Artem Valeryevich Markelov (; born 10 September 1994) is a Russian racing driver who last competed in the FIA Formula 2 Championship for HWA Team in 2020.

Career

Karting
Born in Moscow, Markelov began karting in 2006 and raced mostly in his native Russia for the majority of his karting career, working his way up through the junior ranks to progress into the KF2 category by 2010.

ADAC Formel Masters
In 2011, Markelov moved into open-wheel racing, competing in ADAC Formel Masters with Motopark Academy, taking eleven podiums in twenty-three races, including one win at Red Bull Ring. As a result, Markelov finished in fourth place in the final championship standings.

Formula Three

2011 
During the 2011 season, Markelov made his Formula Three debut, with Motopark, in the Hockenheimring round of the Formula 3 Euro Series.

2012 

Markelov and Motopark – now under the Lotus moniker – elected to compete in the German Formula Three Championship in 2012. He finished seventh in the standings, scoring three podiums, including sprint-race wins at Lausitz and Hockenheim.

2013 
Markelov stayed in the German series for another year in 2013, remaining with Motopark. He had eighteen podiums in twenty-three races, including wins in both main races at Lausitz. He finished as runner-up to his teammate Marvin Kirchhöfer.

GP2 Series / FIA Formula 2

2014 

Markelov made his GP2 Series debut in 2014 with Russian Time, where he joined Mitch Evans. Markelov had only one point-scoring finish at Spa, finishing the season 24th, twenty positions behind Evans in the drivers' championship.

2015 
Markelov and Evans remained with Russian Time in 2015. Markelov took his first podium at Spa, when he started from the 22nd position on the grid. He made the progress in the championship to the thirteenth place, being more consistent, but he was still eight positions behind the Evans in the standings.

2016 
Markelov continued to race with Russian Time in 2016, but this time he was joined in the team by Raffaele Marciello. Markelov claimed his first GP2 Series win in the feature race in Monaco, starting from the fifteenth starting position. But he wasn't stable as Marciello, finishing tenth in the drivers' championship.

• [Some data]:
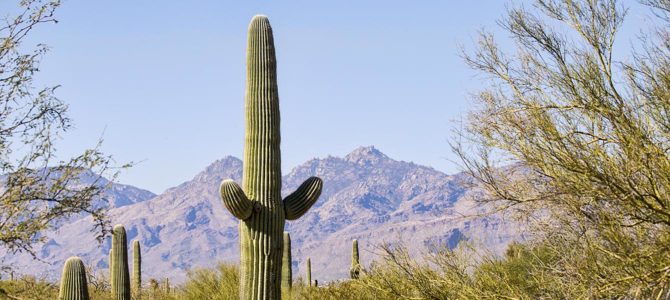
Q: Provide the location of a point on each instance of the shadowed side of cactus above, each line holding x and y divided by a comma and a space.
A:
287, 271
73, 284
355, 270
120, 281
258, 204
309, 272
137, 270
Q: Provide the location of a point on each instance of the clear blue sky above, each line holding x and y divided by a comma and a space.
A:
163, 81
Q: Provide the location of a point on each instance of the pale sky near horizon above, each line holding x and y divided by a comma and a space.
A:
164, 84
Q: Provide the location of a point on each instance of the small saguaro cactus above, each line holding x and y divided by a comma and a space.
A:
287, 276
309, 272
258, 204
137, 270
120, 281
355, 270
73, 283
153, 283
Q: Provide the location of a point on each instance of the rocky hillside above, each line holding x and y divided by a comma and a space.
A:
367, 196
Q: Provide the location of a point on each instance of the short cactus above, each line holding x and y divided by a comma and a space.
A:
120, 281
355, 270
309, 272
287, 272
137, 270
258, 204
73, 284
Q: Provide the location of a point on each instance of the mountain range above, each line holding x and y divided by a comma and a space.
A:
366, 196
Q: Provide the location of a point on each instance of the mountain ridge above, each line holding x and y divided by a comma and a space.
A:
367, 195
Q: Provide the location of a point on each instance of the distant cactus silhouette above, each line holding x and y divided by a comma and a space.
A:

• [Your objective]:
According to the biography of Artem Markelov, at which circuit did he win his only ADAC Formel Masters race? The data is separate from the biography of Artem Markelov.

• [Result of the exercise]:
Red Bull Ring